*Extract to read:*
[start]

Here at Choeung Ek, it’s estimated that 17,000 people met their death. The victims here came from S-21, the Khmer Rouge’s high-security prison that is now Tuol Sleng Museum.

There are 129 mass graves here, 86 that have been excavated, exhuming the remains of 8,985 people. At the center of the area is a memorial stupa that contains more than 8,000 skulls.

A visit here is an entirely sobering experience that will aid in your understanding of this tumultuous period in Cambodia’s modern history. Choeung Ek lies off Monireth Boulevard.

If you want to truly understand what happened here and the horrors of the Khmer Rouge regime, The Killing Field and Toul Sleng Genocide Museum (S21) Tour can help. During this tour, a driver will pick you up and drive you to the Choeung Ek Genocidal Center, 14 kilometers away south of Phnom Penh, where you’ll spend two hours exploring the former orchard that became the site of the mass graves. You’ll then head back to the city and the Tuol Sleng Genocide Museum, set inside the former high school turned high-security prison.

[end]

*Dataset:*
[start]

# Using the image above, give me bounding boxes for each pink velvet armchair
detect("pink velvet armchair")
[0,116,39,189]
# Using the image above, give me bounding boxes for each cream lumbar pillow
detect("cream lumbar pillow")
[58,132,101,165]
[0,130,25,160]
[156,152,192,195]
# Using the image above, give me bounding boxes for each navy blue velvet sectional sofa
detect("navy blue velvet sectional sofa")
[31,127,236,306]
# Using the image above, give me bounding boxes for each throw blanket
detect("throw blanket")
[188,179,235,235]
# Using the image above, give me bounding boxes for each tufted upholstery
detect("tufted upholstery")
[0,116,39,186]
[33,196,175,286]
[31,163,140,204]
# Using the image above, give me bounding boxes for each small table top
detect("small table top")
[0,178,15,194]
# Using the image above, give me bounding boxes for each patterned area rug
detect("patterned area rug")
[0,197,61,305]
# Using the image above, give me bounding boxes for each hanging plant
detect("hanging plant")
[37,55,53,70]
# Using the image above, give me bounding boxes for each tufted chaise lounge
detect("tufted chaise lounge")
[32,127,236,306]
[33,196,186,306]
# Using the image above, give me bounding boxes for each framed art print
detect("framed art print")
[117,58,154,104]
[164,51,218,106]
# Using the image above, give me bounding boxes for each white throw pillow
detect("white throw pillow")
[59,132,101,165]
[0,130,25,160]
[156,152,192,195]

[end]
[start]

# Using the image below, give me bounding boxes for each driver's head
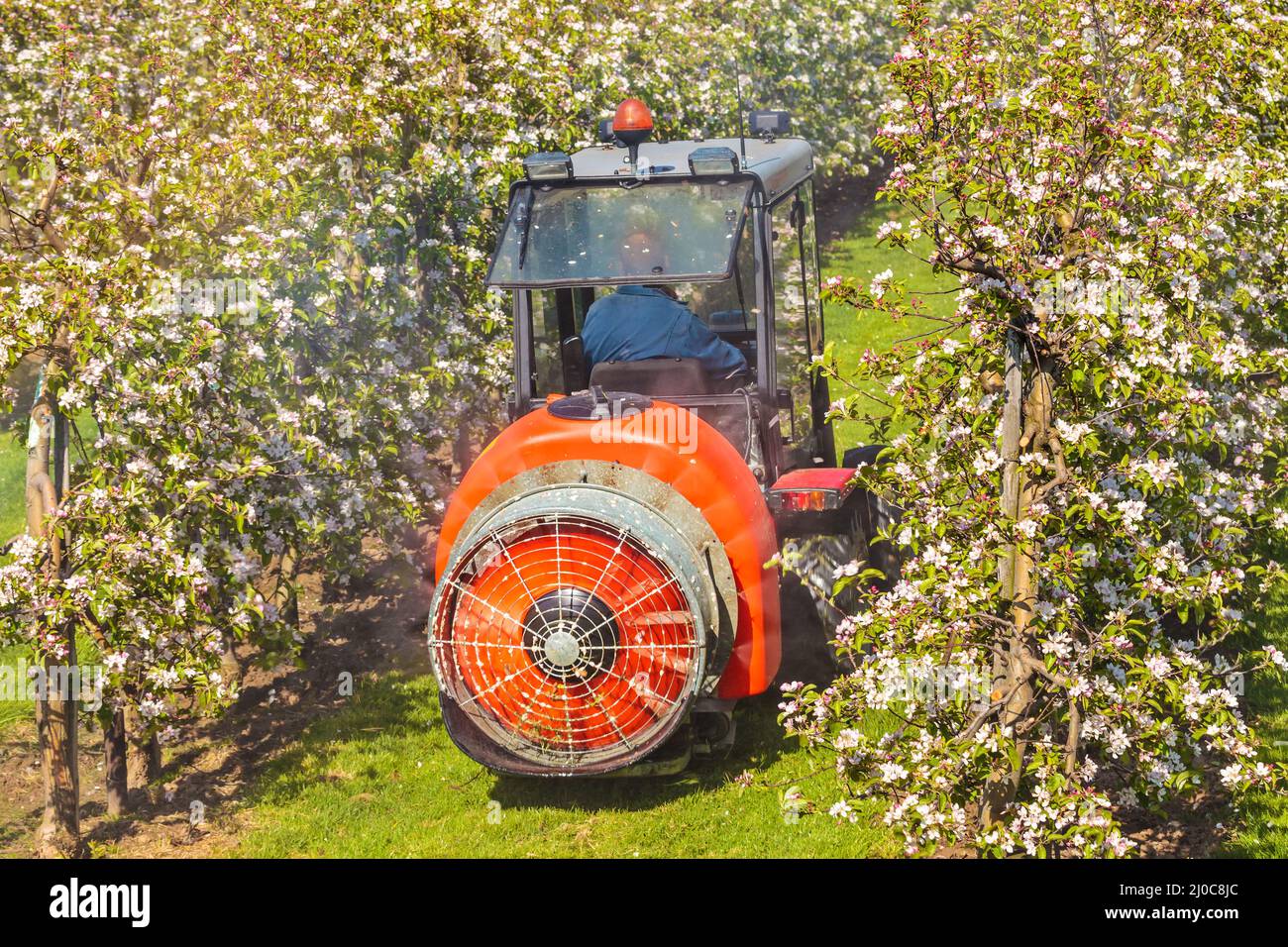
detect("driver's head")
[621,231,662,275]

[end]
[start]

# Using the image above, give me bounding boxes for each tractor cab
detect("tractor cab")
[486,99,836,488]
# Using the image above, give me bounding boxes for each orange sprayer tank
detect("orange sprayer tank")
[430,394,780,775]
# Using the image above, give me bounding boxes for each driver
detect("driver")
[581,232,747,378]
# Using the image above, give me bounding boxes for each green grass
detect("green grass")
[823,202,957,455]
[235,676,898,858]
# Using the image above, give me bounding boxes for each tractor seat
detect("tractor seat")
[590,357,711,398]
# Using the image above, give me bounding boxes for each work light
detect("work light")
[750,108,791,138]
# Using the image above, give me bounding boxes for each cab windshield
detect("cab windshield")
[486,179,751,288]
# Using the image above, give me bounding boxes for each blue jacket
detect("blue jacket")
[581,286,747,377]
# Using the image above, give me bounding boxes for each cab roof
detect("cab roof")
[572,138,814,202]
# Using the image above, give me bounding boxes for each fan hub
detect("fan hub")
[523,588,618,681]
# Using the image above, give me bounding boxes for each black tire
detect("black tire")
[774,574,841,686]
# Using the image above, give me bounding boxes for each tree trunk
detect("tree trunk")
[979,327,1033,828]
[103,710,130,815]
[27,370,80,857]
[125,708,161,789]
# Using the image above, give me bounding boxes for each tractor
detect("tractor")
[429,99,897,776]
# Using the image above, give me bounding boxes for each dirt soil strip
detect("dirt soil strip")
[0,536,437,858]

[end]

*Problem details:* Could you reproduce the Choeung Ek text, starting with "A visit here" and going on through "turned high-security prison.", changing "sobering" to "moving"? The records have no connection to the Choeung Ek text.

*Result:*
A visit here is an entirely moving experience that will aid in your understanding of this tumultuous period in Cambodia’s modern history. Choeung Ek lies off Monireth Boulevard.

If you want to truly understand what happened here and the horrors of the Khmer Rouge regime, The Killing Field and Toul Sleng Genocide Museum (S21) Tour can help. During this tour, a driver will pick you up and drive you to the Choeung Ek Genocidal Center, 14 kilometers away south of Phnom Penh, where you’ll spend two hours exploring the former orchard that became the site of the mass graves. You’ll then head back to the city and the Tuol Sleng Genocide Museum, set inside the former high school turned high-security prison.